Given task:
Count the lines in the items below that contain the string "claw", with case counting. Reply with the number alone.

(Raw records)
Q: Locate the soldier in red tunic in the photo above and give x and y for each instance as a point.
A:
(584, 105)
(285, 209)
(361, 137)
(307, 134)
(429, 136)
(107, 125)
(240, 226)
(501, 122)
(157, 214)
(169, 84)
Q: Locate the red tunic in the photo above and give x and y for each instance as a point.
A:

...

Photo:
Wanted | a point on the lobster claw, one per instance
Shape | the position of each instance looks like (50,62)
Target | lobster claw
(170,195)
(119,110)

...

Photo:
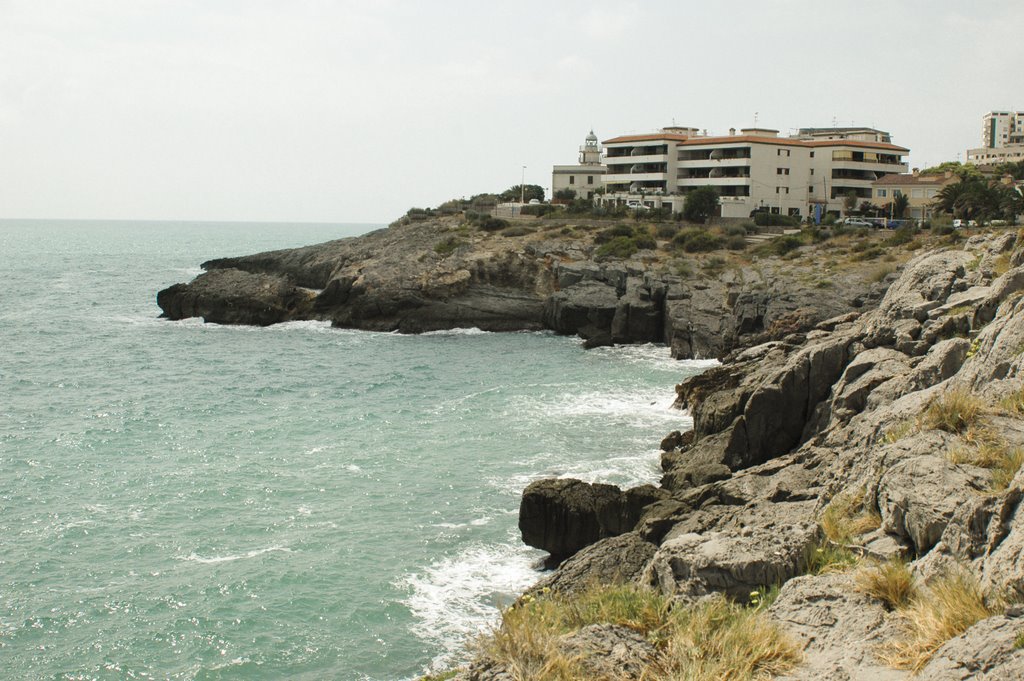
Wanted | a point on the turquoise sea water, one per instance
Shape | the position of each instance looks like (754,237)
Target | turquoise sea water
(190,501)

Written response:
2